*** Opening of DATA SUPPLIED ***
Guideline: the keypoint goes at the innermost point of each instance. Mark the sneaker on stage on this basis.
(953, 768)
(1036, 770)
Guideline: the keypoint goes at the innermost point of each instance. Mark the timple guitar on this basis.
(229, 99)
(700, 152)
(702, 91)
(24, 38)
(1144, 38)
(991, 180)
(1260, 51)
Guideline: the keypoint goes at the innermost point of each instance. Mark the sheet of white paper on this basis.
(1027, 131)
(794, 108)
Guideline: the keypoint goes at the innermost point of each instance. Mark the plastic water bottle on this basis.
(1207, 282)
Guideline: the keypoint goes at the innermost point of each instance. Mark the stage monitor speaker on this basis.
*** Close of DATA SUPPLIED ***
_THE TASK_
The response must be an exact reproduction of all the entries.

_EXPECTED ANSWER_
Guideline: the keypoint goes at the innermost point of each instance. Mark the sneaker on stage on this basis.
(953, 768)
(1036, 770)
Guideline: the keypoint goes at the innermost point of each instance. Mark the timple guitar on this basis.
(229, 99)
(700, 152)
(702, 91)
(24, 38)
(1144, 38)
(991, 180)
(1260, 51)
Guideline: the keypoint goes at the innermost point of each instance. Mark the sheet of white paper on this basis.
(1027, 131)
(794, 108)
Guideline: the keypoint goes at the innermost point of each instance. Mark the plastic water bottle on this basis.
(1207, 282)
Guideline: the keypoint goes at the innermost point of each instance. Mark the stage monitor speaker on this basis.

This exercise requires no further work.